= Document text =
==============================

My 40’s have ushered in significant change and discovering myself in a whole new light. Although it’s been filled with turmoil, depression, and some anxiety, I suppose it’s only fair to feel those things when you’re getting a chance to truly discover yourself. To be honest, I’ve never had this opportunity before, and I’m very happy I’ve embraced my 40’s. Here’s just a few of the highlights (lowlights?) over the past three years:
- I lost and grieved a 16 year sales career at 40 (2015).
- At 41, I took an epic 1600 mile road trip of California – just me, one suitcase, and a small Ford Focus (2016).
- I decided I’d had enough of corporate and committed to doing “my own thing” whatever that ended up looking like.
- I dove head first into minimalism and creating a slower, simpler lifestyle (fall 2016).
- Relaunched my previous blog as The Classy Simple Life (fall 2016).
- I took a part-time job as a barista serving coffee to supplement my dream of becoming a writer (fall 2016).
- At 42, I lost my last living grandparent and as a result, watched my dad crumble and wither (he’s better now); I put my all into being there for him (2017).
- Now, at 43, I’m wholeheartedly pouring myself into this blog, helping others create a simpler life they dream of and officially launching the freelance writing business I’ve been building for the past few years.

==============================

Continue the blog post about life in the author's forties, starting after its last listed highlight.

==============================

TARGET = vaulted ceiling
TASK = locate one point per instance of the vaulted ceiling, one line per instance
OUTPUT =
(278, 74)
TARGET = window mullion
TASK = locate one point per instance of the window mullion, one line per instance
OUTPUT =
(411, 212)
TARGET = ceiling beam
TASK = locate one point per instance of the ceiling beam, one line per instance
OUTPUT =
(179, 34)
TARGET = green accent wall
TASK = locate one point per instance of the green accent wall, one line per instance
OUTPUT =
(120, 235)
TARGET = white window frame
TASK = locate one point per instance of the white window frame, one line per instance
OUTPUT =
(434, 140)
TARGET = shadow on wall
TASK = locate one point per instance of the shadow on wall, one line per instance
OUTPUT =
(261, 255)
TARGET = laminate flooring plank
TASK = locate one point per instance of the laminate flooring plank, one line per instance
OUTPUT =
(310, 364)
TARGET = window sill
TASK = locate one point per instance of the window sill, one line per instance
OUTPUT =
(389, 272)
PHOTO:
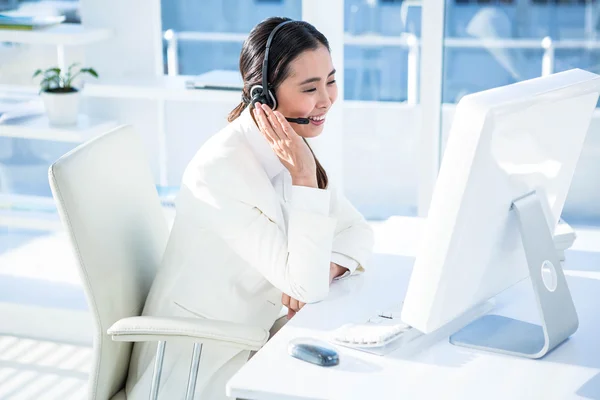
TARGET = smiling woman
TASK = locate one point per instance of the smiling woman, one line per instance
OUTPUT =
(258, 224)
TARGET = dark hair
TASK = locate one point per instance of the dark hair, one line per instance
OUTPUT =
(291, 40)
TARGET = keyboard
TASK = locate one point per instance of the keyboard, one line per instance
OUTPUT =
(380, 330)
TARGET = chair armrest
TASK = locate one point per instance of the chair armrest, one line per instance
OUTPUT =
(149, 329)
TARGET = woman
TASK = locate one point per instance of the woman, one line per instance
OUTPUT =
(258, 224)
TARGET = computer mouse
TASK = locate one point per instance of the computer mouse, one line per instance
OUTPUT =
(313, 351)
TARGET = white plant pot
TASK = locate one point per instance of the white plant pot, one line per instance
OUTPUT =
(61, 108)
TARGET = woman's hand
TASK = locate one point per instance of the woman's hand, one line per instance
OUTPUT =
(287, 145)
(294, 305)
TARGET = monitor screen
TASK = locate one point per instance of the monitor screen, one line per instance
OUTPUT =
(504, 143)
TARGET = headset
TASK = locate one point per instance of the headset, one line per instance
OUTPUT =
(262, 93)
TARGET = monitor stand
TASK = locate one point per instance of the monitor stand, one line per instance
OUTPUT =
(558, 315)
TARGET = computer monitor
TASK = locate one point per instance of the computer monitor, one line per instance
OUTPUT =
(504, 144)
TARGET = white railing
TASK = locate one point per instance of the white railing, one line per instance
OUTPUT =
(407, 40)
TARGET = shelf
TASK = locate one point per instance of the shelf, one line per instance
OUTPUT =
(161, 88)
(63, 34)
(39, 128)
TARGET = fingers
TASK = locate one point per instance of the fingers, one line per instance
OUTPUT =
(285, 125)
(294, 304)
(285, 300)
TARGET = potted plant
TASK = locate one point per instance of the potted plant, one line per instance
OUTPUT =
(60, 97)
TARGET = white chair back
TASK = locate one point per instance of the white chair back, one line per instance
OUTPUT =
(108, 203)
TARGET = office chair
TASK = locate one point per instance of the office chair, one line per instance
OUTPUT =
(109, 206)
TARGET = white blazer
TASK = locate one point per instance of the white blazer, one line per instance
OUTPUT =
(236, 245)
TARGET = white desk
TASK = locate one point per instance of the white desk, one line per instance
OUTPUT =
(441, 371)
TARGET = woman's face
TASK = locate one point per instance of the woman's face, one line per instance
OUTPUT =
(309, 91)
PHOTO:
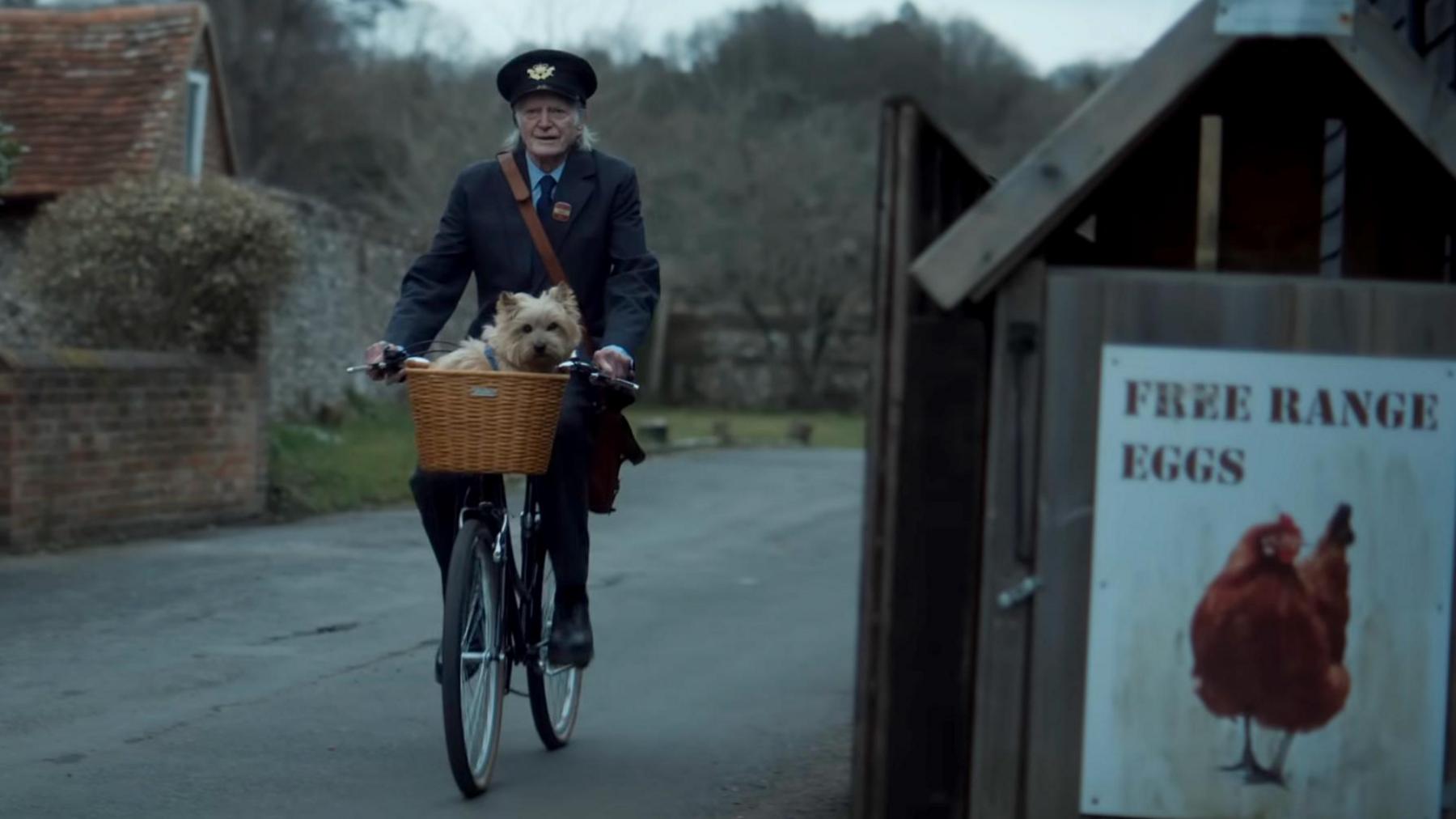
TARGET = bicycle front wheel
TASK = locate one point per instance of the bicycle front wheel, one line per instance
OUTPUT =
(473, 681)
(555, 691)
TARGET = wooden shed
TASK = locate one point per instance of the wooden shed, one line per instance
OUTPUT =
(1288, 193)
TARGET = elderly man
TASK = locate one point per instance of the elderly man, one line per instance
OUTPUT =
(589, 205)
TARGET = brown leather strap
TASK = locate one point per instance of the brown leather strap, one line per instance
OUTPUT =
(523, 198)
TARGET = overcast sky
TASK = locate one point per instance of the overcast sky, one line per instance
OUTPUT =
(1046, 32)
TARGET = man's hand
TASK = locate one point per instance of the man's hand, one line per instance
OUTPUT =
(373, 354)
(613, 362)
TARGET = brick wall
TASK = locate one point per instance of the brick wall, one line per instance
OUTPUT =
(105, 446)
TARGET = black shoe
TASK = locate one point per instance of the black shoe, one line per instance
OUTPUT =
(569, 634)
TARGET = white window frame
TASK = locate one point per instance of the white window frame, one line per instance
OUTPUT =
(197, 83)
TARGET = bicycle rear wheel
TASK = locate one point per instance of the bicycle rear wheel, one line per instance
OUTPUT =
(555, 691)
(473, 682)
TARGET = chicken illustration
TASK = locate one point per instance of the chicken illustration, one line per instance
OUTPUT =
(1263, 636)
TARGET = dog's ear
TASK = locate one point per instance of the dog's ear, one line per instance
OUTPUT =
(507, 305)
(564, 295)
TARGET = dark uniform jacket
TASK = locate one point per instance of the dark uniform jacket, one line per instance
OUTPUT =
(602, 248)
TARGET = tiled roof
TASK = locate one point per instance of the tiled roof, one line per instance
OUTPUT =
(94, 94)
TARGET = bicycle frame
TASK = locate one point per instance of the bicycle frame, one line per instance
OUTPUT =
(518, 583)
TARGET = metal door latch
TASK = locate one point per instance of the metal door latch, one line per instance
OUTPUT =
(1019, 592)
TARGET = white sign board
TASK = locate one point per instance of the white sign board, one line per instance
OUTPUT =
(1200, 453)
(1285, 18)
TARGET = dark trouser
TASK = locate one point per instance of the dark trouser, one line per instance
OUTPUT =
(561, 493)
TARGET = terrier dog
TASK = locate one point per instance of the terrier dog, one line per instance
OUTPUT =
(531, 334)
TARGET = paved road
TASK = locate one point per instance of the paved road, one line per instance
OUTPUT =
(286, 671)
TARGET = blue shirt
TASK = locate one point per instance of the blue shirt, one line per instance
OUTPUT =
(535, 176)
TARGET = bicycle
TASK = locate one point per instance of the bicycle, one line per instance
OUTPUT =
(497, 617)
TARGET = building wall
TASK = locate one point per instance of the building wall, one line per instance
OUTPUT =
(104, 446)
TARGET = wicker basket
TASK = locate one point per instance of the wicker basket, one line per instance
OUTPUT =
(478, 422)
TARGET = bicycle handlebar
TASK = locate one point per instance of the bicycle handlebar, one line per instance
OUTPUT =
(597, 376)
(393, 360)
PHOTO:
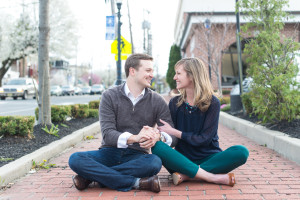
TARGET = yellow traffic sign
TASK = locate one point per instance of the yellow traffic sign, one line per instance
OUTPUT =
(123, 57)
(125, 46)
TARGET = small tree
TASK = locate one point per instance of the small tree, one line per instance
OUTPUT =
(211, 44)
(174, 57)
(271, 61)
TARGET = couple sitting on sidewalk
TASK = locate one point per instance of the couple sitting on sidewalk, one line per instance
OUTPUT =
(128, 115)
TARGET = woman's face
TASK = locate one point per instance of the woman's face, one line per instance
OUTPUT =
(183, 81)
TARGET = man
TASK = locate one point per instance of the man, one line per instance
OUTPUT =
(127, 114)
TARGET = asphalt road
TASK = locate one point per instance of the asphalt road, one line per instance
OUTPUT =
(26, 107)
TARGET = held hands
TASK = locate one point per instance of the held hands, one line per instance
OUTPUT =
(148, 136)
(169, 129)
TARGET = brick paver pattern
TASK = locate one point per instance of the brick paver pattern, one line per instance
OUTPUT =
(266, 175)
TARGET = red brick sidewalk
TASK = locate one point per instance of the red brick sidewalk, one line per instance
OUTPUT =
(266, 175)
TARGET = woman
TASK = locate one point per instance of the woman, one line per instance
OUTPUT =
(195, 114)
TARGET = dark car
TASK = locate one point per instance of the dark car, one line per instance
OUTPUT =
(78, 90)
(68, 90)
(86, 90)
(55, 90)
(19, 87)
(97, 89)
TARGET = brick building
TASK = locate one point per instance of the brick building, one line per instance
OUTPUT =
(207, 29)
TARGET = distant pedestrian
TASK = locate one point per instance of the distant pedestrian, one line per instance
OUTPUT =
(127, 113)
(195, 115)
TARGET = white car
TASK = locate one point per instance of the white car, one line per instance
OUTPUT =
(19, 87)
(97, 89)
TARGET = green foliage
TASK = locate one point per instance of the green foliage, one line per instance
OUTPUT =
(224, 100)
(52, 131)
(89, 137)
(247, 102)
(2, 159)
(94, 104)
(79, 111)
(93, 113)
(271, 57)
(174, 57)
(19, 125)
(64, 125)
(224, 92)
(42, 165)
(58, 113)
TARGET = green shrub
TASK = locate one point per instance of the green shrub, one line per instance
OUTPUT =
(93, 113)
(224, 100)
(58, 113)
(271, 60)
(226, 92)
(226, 108)
(80, 111)
(94, 104)
(25, 126)
(247, 102)
(19, 125)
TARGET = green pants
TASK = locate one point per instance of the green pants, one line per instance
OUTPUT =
(218, 163)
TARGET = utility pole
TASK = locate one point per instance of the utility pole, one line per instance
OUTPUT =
(130, 30)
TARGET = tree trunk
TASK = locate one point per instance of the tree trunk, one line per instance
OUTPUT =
(43, 62)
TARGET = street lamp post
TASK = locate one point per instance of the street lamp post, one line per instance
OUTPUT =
(207, 25)
(119, 78)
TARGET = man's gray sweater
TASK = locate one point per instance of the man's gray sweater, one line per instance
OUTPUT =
(118, 115)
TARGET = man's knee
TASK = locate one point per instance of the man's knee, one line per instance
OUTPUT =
(242, 153)
(155, 164)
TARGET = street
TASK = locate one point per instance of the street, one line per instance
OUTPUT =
(26, 107)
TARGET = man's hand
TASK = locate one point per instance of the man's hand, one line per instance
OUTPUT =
(147, 133)
(169, 129)
(146, 142)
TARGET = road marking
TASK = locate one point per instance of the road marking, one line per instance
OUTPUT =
(17, 111)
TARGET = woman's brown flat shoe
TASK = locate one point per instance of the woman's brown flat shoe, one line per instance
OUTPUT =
(231, 179)
(177, 178)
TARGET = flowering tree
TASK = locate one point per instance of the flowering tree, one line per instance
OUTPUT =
(20, 38)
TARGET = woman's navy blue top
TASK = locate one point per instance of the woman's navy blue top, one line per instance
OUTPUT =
(199, 129)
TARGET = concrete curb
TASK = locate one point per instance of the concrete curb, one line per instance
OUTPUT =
(278, 141)
(21, 166)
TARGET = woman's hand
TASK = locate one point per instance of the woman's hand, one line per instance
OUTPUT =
(169, 129)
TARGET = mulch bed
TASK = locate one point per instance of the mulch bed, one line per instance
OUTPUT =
(290, 128)
(15, 147)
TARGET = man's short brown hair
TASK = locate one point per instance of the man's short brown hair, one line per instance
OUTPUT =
(134, 61)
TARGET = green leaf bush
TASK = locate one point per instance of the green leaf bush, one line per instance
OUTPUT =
(79, 111)
(17, 125)
(93, 113)
(271, 57)
(94, 104)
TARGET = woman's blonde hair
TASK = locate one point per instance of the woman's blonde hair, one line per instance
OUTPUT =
(203, 89)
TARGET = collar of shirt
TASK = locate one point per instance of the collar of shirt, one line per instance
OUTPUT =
(131, 97)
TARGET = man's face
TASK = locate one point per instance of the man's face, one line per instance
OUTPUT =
(144, 74)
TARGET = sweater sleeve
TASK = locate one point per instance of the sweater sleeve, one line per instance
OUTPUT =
(107, 116)
(210, 127)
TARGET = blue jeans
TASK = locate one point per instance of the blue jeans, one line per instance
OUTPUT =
(115, 168)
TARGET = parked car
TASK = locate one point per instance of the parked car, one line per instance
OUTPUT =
(19, 87)
(78, 90)
(68, 90)
(55, 90)
(86, 90)
(115, 83)
(97, 89)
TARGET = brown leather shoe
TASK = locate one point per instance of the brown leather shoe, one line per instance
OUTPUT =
(80, 183)
(150, 183)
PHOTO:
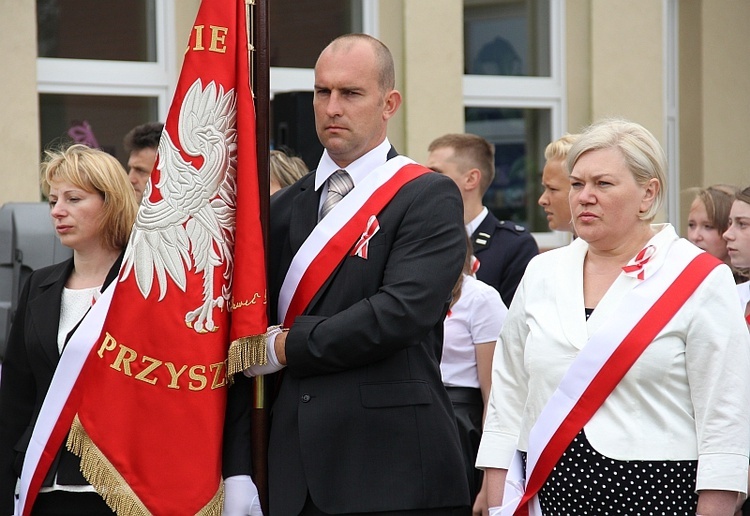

==============================

= Written answer =
I started my 40’s with a strong feeling that my career was going to end sometime soon, that I needed to get off the corporate crazy train and inject more simplicity into life. And like most intuitive empath types, I knew the end was coming, and it did. I lost my job right before Christmas in 2015. Nice, eh?
In the past three years, I’ve learned how to be a voice-over artist, plan and execute a serious solo road trip, be vulnerable and share some deep feelings with a group of complete strangers, live on only $1000 a month, face a period of deep depression and hopelessness, be a better blogger and writer, practice tenacity, support someone wholeheartedly in their greatest time of need, give even when you have nothing to give (literally nothing – very little money), and the most important things – to be grateful no matter what and that miracles come in all shapes and sizes. Sometimes, the smallest ones are the best ones.
The negative emphasis society places on turning 40 and the stigmas surrounding it are, unbelievably, still around. In subtle ways, people hint that you’re getting old and make you feel as if you should be put out to pasture. I experienced this most in the job market. But, thankfully, the younger generation I work with at the coffee shop tell me I’m not old on a regular basis. I’ll take what I can get, because you know what? 40 IS NOT OLD. THERE IS NO “OVER THE HILL”. YOU’RE NOT PUTTING THIS WOMAN OUT TO PASTURE!!!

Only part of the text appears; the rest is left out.